## EXERCÍCIO PROPOSTO
No texto sobre a economia de Trump, quanto variou a taxa de americanos sem seguro de saúde em apenas dois anos?

A verdade sobre a economia de Trump, por Joseph E. Stiglitz

Para obter uma boa leitura da saúde econômica de um país, comece analisando a saúde de seus cidadãos. Se forem felizes e prósperos, serão saudáveis e viverão mais. Entre os países desenvolvidos, os Estados Unidos estão no fim da lista nesse sentido.

do Project Syndicate

A verdade sobre a economia de Trump

por Joseph E. Stiglitz

Tradução por César Locatelli para o Democracy Now!

Está se generalizando a crença de que será difícil de vencer o presidente dos EUA, Donald Trump, em novembro, porque, quaisquer que sejam as reservas que os eleitores tenham a ele, ele tem sido bom para a economia americana. Nada poderia estar mais longe da verdade.

NOVA YORK – À medida que as elites empresariais do mundo viajam para Davos para sua reunião anual, as pessoas devem fazer uma pergunta simples: eles superaram seu deslumbramento pelo presidente dos EUA, Donald Trump?

Dois anos atrás, alguns raros líderes corporativos estavam preocupados com as mudanças climáticas, ou incomodados com a misoginia e intolerância de Trump. A maioria, no entanto, estava comemorando os cortes de impostos do presidente para bilionários e corporações e aguardava ansiosamente seus esforços para desregular a economia. Isso permitiria que as empresas poluíssem mais o ar, viciassem mais americanos com os opióides, seduzissem mais crianças a comerem alimentos indutores de diabetes e se engajassem naquele tipo de travessura financeira que provocou a crise de 2008.

Hoje, muitos chefes de corporações ainda estão falando sobre o crescimento contínuo do PIB e os preços recordes das ações. Mas nem o PIB nem o Dow são uma boa medida do desempenho econômico. Nem nos diz o que está acontecendo com os padrões de vida dos cidadãos comuns, nem nada sobre sustentabilidade. Na realidade, o desempenho econômico dos EUA nos últimos quatro anos é o indício chave para não confiar nesses indicadores.

Para obter uma boa leitura da saúde econômica de um país, comece analisando a saúde de seus cidadãos. Se forem felizes e prósperos, serão saudáveis e viverão mais. Entre os países desenvolvidos, os Estados Unidos estão no fim da lista nesse sentido. A expectativa de vida nos EUA, já relativamente baixa, caiu em cada um dos dois primeiros anos da presidência de Trump e, em 2017, a mortalidade na meia-idade atingiu sua taxa mais alta desde a Segunda Guerra Mundial. Isso não é uma surpresa, porque nenhum presidente se esforçou mais para garantir que mais americanos não tivessem seguro de saúde. Milhões perderam a cobertura e a taxa de não-segurados subiu, em apenas dois anos, de 10,9% para 13,7%.

Uma das razões para o declínio da expectativa de vida nos Estados Unidos é o que Anne Case e o economista laureado com o prêmio Nobel, Angus Deaton, chamam de mortes por desespero, causadas por álcool, overdose de drogas e suicídio. Em 2017 (o ano mais recente para o qual existem bons dados disponíveis), essas mortes atingiram quase quatro vezes o nível de 1999.

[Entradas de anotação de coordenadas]
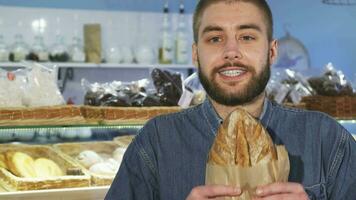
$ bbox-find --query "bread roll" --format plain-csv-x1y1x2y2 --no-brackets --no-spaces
208,108,277,167
5,151,36,178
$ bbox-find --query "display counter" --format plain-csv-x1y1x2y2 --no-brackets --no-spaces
0,104,356,200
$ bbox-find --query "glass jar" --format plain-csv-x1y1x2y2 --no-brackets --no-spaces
0,35,10,62
49,34,70,62
9,34,29,62
27,35,49,62
69,36,85,62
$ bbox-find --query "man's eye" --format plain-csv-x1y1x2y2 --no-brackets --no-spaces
209,37,222,43
241,35,255,41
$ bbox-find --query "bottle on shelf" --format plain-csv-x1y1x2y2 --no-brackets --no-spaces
69,36,85,62
26,35,49,62
103,19,123,63
175,1,188,64
49,34,70,62
9,33,29,62
0,34,10,62
158,0,173,64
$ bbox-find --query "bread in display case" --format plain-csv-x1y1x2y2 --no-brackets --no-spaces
53,141,126,186
0,144,90,191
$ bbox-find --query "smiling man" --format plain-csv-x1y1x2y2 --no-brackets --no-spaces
106,0,356,200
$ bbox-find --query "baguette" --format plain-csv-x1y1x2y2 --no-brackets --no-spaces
208,108,277,167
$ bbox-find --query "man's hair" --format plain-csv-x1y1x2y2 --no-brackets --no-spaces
193,0,273,43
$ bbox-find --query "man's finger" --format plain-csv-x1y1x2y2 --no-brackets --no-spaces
192,185,241,198
252,194,307,200
256,182,304,197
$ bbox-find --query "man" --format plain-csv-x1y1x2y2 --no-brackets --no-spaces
106,0,356,200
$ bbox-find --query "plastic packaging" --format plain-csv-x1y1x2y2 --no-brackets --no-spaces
178,72,206,108
151,68,183,106
308,63,354,96
0,63,65,107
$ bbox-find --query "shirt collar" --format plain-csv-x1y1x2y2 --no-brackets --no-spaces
202,98,271,135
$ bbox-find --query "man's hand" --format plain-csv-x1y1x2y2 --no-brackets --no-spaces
186,185,241,200
254,183,308,200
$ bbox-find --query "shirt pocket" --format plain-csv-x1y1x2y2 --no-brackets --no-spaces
304,183,327,200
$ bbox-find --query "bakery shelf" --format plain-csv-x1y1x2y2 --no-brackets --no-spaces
0,185,110,200
0,62,195,69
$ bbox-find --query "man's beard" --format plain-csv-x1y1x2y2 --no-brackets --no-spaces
198,57,271,106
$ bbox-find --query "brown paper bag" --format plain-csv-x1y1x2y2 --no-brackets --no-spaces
205,145,290,200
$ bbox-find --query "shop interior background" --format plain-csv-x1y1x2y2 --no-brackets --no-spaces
0,0,356,103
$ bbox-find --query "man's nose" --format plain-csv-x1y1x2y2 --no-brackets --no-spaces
223,38,242,61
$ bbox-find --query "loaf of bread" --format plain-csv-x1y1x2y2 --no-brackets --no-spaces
208,108,277,167
5,151,64,178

## RESPOSTA ABAIXO
Subiu de 10,9% para 13,7%.